▶ **EXCERPTED PASSAGE**

Tradition of the Month: “Ever Reminding Us”

12. Anonymity is the spiritual foundation of all our Traditions, ever reminding us to put principles before personalities.

Ever reminding us? Really? What kind of nag was Bill Wilson when he wrote this, anyway? Do we really need constant reminding that spiritual principles come before personalities? Well, all of the human history, and especially the collective Twelve Step experience, vociferously say Yes!

Human history is filled with good gone wrong. There’s the idea of “lethal mutation” where a good idea becomes popular and, like in a game of telephone, is turned into its opposite by excited people retelling and incorrectly or selfishly implementing it. Many helpful notions turn dark once other human beings discover how to leverage them for personal gain, or out of sheer ignorance of core principles.

These are lessons we OAers need to heed. If we are to overcome the killing disease of food addiction one day at a time, we must have OA to help us, and OA won’t survive if we don’t take special care to see that our spiritual principles are followed.

But “ever reminding us”?

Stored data
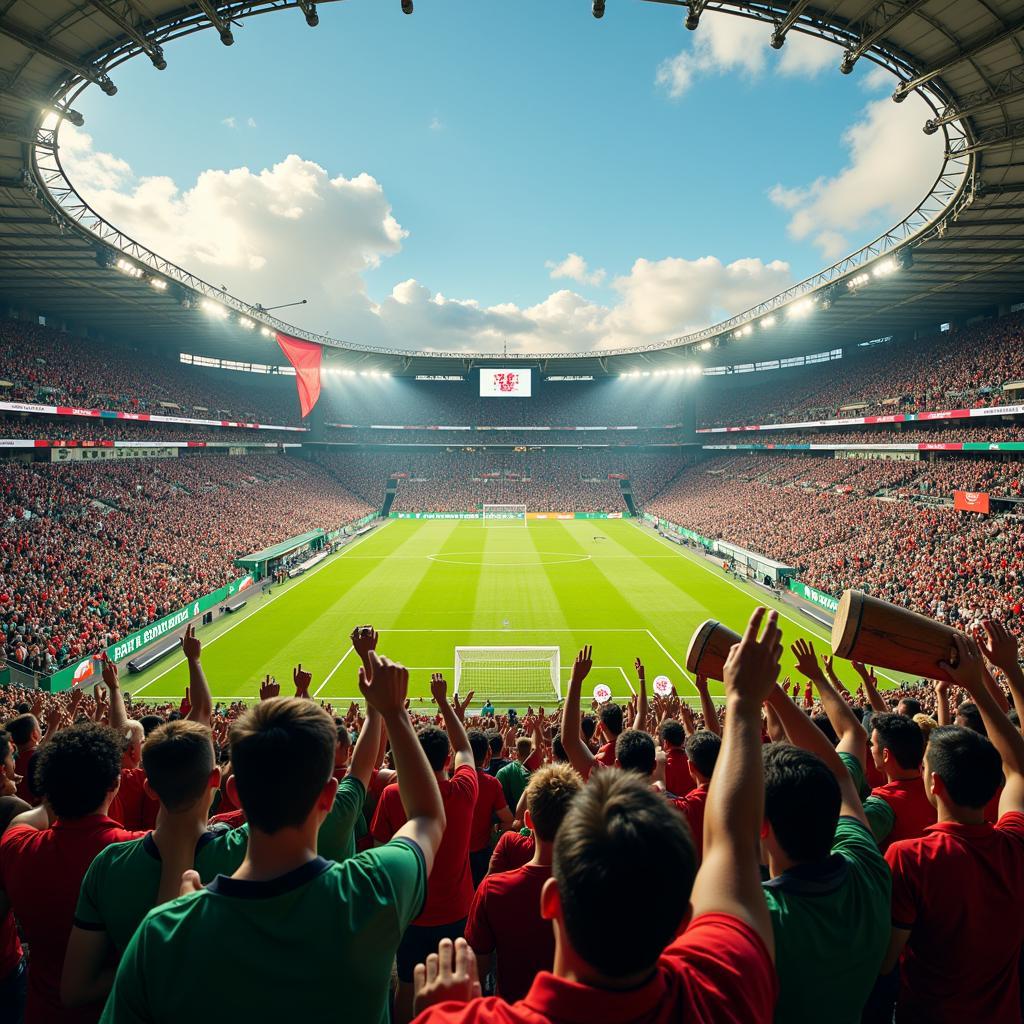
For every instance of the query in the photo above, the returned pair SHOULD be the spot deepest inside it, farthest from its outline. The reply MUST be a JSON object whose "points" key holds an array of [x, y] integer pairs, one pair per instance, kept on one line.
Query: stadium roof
{"points": [[958, 254]]}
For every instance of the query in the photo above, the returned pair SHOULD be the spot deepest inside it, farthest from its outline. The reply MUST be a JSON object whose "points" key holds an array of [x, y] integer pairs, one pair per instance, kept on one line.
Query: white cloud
{"points": [[573, 267], [293, 231], [891, 166], [726, 44]]}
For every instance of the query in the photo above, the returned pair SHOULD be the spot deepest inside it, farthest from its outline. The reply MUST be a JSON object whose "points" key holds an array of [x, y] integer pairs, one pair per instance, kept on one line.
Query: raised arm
{"points": [[453, 723], [999, 647], [852, 735], [803, 732], [421, 798], [708, 706], [199, 689], [641, 719], [870, 687], [576, 750], [119, 714], [729, 880], [969, 673]]}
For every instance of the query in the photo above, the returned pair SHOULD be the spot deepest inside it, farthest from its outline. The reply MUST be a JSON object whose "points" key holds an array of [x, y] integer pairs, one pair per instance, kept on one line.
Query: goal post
{"points": [[529, 675], [514, 515]]}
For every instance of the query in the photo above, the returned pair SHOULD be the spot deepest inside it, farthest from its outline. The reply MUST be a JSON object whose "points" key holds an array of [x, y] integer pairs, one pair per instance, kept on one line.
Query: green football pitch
{"points": [[428, 586]]}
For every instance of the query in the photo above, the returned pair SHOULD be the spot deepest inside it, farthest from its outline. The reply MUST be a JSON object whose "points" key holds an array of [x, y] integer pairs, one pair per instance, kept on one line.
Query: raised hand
{"points": [[582, 666], [998, 645], [269, 688], [807, 659], [386, 688], [449, 974], [192, 646], [752, 667], [302, 680]]}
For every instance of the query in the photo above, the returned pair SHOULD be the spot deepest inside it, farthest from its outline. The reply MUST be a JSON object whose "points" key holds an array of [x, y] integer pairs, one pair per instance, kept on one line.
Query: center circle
{"points": [[508, 559]]}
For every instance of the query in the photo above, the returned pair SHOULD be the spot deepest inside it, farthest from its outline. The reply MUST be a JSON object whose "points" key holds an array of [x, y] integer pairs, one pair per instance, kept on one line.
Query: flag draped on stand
{"points": [[305, 356]]}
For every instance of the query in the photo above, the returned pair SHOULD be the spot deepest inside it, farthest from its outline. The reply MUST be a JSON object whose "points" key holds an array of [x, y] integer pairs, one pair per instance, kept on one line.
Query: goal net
{"points": [[510, 515], [529, 675]]}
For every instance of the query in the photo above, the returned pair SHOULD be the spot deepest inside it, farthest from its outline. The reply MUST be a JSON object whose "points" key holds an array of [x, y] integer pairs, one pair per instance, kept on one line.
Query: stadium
{"points": [[568, 598]]}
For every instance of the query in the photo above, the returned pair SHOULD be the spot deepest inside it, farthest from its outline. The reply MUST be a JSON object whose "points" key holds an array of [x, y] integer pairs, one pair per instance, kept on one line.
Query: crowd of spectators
{"points": [[90, 552], [851, 523], [460, 480], [957, 369], [446, 864]]}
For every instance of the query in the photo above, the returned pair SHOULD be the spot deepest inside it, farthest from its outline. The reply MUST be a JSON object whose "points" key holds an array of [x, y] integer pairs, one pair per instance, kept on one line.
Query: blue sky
{"points": [[506, 136]]}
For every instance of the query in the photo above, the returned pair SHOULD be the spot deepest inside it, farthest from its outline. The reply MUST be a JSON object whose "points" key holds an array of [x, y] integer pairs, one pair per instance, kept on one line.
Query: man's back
{"points": [[506, 918], [955, 888], [839, 909], [718, 971], [345, 919], [41, 872]]}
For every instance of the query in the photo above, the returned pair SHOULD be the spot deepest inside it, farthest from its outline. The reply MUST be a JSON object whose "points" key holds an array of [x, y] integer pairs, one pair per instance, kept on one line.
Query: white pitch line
{"points": [[270, 600], [341, 662], [735, 586]]}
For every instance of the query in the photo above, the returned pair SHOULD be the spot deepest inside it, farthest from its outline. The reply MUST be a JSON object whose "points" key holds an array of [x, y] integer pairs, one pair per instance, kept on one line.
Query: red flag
{"points": [[305, 356], [971, 501]]}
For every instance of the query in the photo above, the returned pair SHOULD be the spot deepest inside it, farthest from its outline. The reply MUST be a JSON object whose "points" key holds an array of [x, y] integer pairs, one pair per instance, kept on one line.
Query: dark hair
{"points": [[20, 728], [282, 757], [902, 737], [151, 722], [911, 707], [968, 764], [822, 722], [635, 752], [178, 759], [78, 767], [615, 823], [550, 792], [971, 717], [671, 732], [802, 801], [478, 743], [435, 745], [702, 750], [611, 718]]}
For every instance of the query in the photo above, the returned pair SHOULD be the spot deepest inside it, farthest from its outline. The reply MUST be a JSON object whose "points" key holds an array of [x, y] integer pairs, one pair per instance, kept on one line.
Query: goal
{"points": [[512, 515], [529, 675]]}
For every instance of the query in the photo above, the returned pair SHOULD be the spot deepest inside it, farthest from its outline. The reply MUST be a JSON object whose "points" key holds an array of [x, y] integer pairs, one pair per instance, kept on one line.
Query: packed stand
{"points": [[91, 552], [442, 865]]}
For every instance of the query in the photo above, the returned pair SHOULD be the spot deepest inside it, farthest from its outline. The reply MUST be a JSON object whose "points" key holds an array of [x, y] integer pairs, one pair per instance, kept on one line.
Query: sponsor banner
{"points": [[971, 501], [77, 674], [813, 596], [93, 455], [22, 407], [948, 414]]}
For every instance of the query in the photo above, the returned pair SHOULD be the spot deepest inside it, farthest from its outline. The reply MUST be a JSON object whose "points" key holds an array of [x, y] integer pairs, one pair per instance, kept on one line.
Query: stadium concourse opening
{"points": [[520, 686]]}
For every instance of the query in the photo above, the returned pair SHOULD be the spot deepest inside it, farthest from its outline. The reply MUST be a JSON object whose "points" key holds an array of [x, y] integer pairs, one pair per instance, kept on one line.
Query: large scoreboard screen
{"points": [[505, 383]]}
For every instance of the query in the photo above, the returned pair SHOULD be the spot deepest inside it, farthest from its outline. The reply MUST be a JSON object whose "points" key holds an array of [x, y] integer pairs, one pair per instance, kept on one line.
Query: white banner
{"points": [[506, 383]]}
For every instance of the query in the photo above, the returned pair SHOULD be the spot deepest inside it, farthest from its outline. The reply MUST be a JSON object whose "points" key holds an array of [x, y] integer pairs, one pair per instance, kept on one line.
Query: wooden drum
{"points": [[709, 649], [880, 634]]}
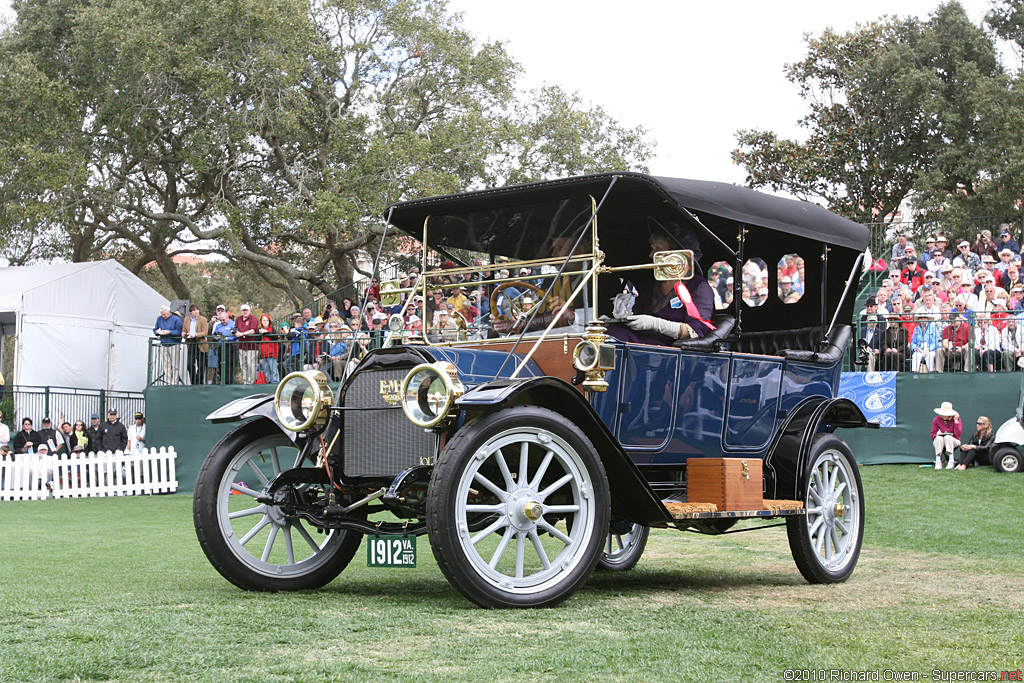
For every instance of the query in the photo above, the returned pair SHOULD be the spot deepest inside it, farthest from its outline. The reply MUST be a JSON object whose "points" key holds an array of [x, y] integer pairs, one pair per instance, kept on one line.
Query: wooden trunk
{"points": [[731, 483]]}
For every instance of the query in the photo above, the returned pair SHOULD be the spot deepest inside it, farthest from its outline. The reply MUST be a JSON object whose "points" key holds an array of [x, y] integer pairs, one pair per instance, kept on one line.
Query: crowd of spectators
{"points": [[953, 306], [249, 348], [49, 441]]}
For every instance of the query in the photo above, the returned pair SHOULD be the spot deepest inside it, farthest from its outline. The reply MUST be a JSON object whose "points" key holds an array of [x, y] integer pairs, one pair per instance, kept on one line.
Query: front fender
{"points": [[257, 406], [632, 497], [1010, 432]]}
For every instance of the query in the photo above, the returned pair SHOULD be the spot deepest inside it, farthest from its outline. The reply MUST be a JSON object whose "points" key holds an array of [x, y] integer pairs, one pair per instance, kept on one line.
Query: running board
{"points": [[711, 511]]}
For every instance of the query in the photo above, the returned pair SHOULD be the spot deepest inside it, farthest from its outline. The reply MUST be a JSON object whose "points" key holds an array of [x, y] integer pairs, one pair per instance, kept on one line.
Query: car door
{"points": [[752, 408]]}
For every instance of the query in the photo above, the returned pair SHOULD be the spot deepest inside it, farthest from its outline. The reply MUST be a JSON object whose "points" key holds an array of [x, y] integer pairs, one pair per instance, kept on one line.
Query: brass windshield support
{"points": [[556, 318], [598, 256]]}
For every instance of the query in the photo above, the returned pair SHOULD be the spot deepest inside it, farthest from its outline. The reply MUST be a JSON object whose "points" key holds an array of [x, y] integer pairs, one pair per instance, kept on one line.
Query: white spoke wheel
{"points": [[517, 509], [825, 542], [254, 546], [1008, 459], [623, 546]]}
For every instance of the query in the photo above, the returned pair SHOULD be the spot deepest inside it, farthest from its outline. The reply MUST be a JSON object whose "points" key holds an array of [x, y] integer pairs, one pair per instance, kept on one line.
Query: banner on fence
{"points": [[875, 394], [33, 477]]}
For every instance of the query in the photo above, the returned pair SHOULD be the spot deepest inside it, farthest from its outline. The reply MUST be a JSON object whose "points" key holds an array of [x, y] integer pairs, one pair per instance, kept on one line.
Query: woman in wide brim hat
{"points": [[946, 429]]}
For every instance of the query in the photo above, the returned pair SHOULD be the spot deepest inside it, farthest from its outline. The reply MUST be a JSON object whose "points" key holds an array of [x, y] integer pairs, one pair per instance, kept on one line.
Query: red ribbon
{"points": [[691, 308]]}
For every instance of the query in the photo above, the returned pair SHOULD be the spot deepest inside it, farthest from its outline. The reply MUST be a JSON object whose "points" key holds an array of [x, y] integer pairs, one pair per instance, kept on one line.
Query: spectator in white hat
{"points": [[246, 331], [946, 429]]}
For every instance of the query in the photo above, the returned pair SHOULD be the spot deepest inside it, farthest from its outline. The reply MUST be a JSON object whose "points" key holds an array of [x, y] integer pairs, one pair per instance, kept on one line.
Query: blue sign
{"points": [[875, 394]]}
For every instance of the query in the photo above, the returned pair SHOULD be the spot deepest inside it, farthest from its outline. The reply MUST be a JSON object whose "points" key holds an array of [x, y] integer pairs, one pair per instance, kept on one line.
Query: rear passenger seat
{"points": [[803, 344]]}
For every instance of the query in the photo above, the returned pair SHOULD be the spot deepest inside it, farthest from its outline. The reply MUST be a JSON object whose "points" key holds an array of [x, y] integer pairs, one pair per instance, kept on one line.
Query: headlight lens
{"points": [[429, 391], [302, 399], [585, 355]]}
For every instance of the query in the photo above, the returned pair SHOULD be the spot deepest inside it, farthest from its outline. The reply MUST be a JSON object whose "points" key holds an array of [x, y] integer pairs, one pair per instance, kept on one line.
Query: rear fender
{"points": [[785, 463], [632, 498], [257, 406]]}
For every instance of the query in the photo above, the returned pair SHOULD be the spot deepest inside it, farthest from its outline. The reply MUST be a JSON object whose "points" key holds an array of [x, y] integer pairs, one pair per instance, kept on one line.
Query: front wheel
{"points": [[259, 547], [517, 509], [1008, 459], [624, 546], [825, 542]]}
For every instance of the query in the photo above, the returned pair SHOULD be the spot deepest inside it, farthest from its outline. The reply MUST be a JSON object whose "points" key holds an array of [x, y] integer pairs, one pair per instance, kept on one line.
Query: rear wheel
{"points": [[825, 542], [623, 547], [1008, 459], [259, 547], [517, 509]]}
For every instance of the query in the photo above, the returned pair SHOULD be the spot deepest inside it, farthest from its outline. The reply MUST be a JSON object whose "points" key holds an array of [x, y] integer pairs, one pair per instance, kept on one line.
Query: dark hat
{"points": [[681, 236]]}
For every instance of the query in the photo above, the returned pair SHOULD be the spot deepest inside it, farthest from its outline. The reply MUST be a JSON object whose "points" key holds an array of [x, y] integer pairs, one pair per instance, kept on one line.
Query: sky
{"points": [[691, 73]]}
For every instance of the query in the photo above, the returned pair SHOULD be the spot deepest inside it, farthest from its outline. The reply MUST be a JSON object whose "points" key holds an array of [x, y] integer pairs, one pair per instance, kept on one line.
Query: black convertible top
{"points": [[715, 199]]}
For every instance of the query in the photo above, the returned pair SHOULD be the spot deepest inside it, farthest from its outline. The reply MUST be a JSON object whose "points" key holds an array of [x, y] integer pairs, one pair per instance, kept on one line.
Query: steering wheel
{"points": [[517, 310]]}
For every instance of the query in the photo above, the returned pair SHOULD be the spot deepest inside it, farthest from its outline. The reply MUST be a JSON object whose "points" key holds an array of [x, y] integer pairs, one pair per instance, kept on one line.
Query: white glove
{"points": [[653, 324], [622, 305]]}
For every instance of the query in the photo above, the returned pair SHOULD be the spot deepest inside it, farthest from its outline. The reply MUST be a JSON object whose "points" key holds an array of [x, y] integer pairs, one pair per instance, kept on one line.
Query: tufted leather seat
{"points": [[803, 344], [723, 326]]}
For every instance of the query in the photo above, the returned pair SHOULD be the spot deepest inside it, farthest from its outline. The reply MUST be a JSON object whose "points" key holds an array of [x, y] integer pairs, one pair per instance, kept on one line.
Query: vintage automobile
{"points": [[544, 447]]}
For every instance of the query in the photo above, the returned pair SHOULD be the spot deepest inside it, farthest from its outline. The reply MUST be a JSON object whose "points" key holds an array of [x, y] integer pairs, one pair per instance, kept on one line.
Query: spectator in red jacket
{"points": [[268, 349]]}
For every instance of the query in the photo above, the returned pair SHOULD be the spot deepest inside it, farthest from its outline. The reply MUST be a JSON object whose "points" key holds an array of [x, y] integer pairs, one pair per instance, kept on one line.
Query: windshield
{"points": [[489, 275]]}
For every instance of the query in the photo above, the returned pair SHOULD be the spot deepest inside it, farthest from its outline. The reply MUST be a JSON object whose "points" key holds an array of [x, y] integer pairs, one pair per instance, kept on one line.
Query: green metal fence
{"points": [[69, 403]]}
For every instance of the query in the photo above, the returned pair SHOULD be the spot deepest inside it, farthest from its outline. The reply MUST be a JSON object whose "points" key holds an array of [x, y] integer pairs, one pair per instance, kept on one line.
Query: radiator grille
{"points": [[381, 443]]}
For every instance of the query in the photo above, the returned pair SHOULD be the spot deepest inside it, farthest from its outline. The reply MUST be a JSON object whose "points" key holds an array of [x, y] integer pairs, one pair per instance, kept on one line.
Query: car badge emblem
{"points": [[391, 391]]}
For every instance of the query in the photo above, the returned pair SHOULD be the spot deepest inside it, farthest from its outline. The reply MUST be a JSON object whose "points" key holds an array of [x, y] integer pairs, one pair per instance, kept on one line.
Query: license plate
{"points": [[391, 551]]}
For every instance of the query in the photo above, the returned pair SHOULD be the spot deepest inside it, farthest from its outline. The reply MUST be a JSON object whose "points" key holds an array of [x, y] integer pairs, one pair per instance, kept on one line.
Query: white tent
{"points": [[79, 325]]}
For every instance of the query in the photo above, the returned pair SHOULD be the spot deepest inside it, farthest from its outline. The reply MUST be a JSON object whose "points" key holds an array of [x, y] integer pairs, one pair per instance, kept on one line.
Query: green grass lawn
{"points": [[118, 589]]}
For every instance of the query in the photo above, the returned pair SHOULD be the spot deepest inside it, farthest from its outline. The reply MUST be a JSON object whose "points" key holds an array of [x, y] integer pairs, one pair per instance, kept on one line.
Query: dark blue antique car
{"points": [[531, 445]]}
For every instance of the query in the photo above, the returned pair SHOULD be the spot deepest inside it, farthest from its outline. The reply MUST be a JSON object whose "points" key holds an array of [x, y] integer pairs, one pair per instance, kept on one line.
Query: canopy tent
{"points": [[78, 325]]}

▶ **PROBLEM A**
For each statement, say whether it agrees with the article on the Twelfth Tradition, and support each yes or no by quoting the deciding words of the article. (i) Human history contains many cases of good going wrong. (ii) OA will survive whether or not its spiritual principles are followed. (iii) A good idea that becomes popular can be turned into its opposite.
▶ **PROBLEM B**
Write a continuation of the article on the Twelfth Tradition, picking up after its closing question.
The records have no connection to the text.

▶ **ANSWER SECTION A**
(i) Yes: "Human history is filled with good gone wrong."
(ii) No: "OA won’t survive if we don’t take special care to see that our spiritual principles are followed."
(iii) Yes: "a good idea becomes popular and, like in a game of telephone, is turned into its opposite"

▶ **ANSWER SECTION B**
Turns out we do need continual reminders. We addicts are prone to strange moods and twists of mind, and our disease is opportunistic. It will use our own sense of pride and our ego to kill us. We think we can sharpen up the spiritual principles that our founders presented. We’ll make them even better. Maybe discard this one in this situation to make that one better. We’ll add a little here and nip and tuck a little there to get it just right. Or maybe we’ll flout those principles all together because, hey, we got this. Next thing you know, it’s not OA anymore. Next thing you know, no one is recovering anymore, and meetings close. Next thing you know, we’re back in the food.

We need to be endlessly reminded because our disease doesn’t take vacation days. Instead it constantly works on us. Addiction is a chronic illness that cannot be cured. Our therapy is a one-day-at-a-time spiritual toolkit that leads us to our Higher Power who helps remain free. Are we so arrogant as to think that once we’re recovered we can start calling the shots for a program we were given and asked to protect?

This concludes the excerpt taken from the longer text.